EXERCISE DIRECTIONS »
At the line containing "Provide the location of every instance of the water", begin an exact copy, and continue through the last line of the entries below. Leave out any pictures.

MATERIAL TO PROCESS Start Marker

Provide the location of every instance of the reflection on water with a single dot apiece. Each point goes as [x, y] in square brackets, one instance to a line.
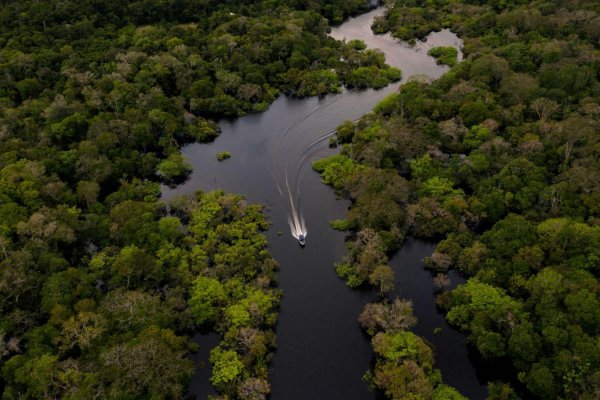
[322, 352]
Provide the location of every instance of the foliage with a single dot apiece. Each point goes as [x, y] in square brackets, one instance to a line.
[507, 180]
[446, 55]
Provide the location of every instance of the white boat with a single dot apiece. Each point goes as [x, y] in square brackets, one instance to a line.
[301, 240]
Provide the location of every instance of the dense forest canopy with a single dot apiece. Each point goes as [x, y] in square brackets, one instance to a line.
[499, 161]
[101, 284]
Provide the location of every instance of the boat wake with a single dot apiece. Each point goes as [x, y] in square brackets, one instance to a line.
[295, 218]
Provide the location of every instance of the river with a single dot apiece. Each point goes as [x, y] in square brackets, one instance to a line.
[322, 353]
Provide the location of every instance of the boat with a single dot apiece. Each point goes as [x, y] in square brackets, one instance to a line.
[301, 240]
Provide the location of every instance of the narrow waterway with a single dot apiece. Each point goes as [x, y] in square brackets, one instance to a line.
[322, 352]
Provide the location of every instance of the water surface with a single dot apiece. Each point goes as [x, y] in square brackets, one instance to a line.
[322, 353]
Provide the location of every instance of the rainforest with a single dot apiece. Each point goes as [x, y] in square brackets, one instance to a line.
[441, 158]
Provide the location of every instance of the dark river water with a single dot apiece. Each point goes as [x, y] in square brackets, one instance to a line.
[322, 353]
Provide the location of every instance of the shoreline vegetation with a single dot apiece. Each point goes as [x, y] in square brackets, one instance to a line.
[101, 283]
[498, 162]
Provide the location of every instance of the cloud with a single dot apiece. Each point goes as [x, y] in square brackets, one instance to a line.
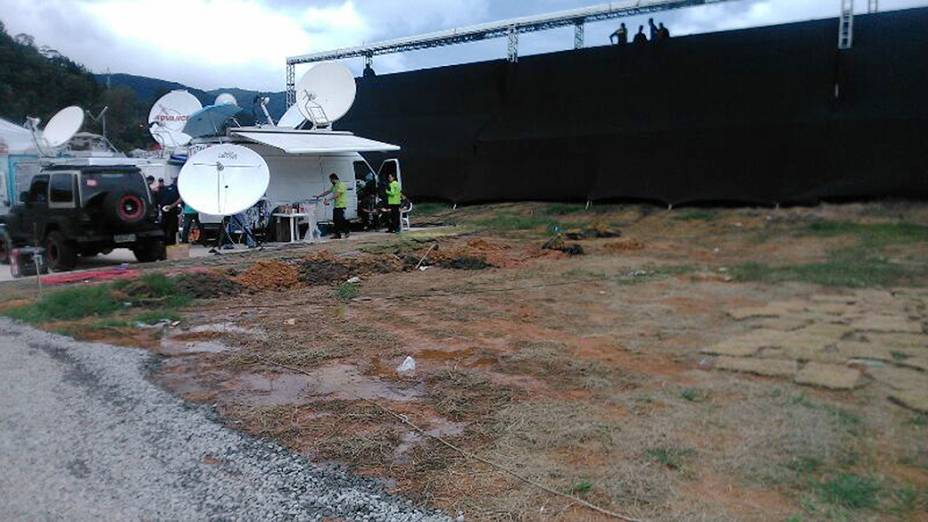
[244, 43]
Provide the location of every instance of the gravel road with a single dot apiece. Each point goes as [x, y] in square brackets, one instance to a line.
[84, 436]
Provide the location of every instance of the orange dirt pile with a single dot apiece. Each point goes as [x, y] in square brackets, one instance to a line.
[269, 275]
[625, 245]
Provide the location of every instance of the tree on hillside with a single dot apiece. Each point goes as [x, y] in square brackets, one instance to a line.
[32, 84]
[39, 81]
[124, 119]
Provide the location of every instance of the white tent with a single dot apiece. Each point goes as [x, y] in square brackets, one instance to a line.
[15, 139]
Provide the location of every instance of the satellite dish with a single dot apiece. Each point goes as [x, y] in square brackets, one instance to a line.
[63, 126]
[325, 93]
[169, 115]
[292, 118]
[225, 99]
[224, 180]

MATERIAL TO PROCESS End Marker

SOLUTION TO THIS PROBLEM »
Provide the location of every instance of the water surface with a single dot apiece. Each point goes as [x, y] in square brackets, one instance to a line.
[322, 353]
Provide the location of every instance of the rainforest with a single dot apiece. Each point goes as [x, y] in square brackets, one instance to a line.
[441, 158]
Provide the location of every instance of the dark river water with a single dot apiece. Each point goes as [x, y] in square brackets, one instance to a line.
[322, 353]
Provide the location of every instance of the shoreline vegetation with a single dot apiece. Each point goes as [x, y] in square brackets, one instance to a line.
[101, 283]
[498, 162]
Provide the location of every instance of the cloud with a single dot apiece. Each point goes as [x, y] in square brackets, one instance to a line.
[244, 43]
Provide the location of every instance of the gravel road with a single dot apiece. Each point goes as [x, y] in square brackets, one instance to a line.
[84, 436]
Provide the location of every instance of the orange dirt pile with a single dot apiece. Each point goes as [x, y] in square brackets, one instance to a line.
[269, 275]
[625, 245]
Provide the location of every instance of the tree on hillside with a single dot apiece. Each point goes as [x, y] in square brackets, one instance to a line.
[32, 84]
[39, 81]
[124, 119]
Provide the location of every instance of the white tent with a single dot apiece. Each point goes as [x, y] in square brackets, one instance to a line.
[15, 139]
Provide the location of every instance of the satellite dish with a single dot apiece. Each point goes as [x, y] in square brackets, one instance to a line.
[63, 126]
[325, 93]
[169, 115]
[292, 118]
[225, 99]
[224, 180]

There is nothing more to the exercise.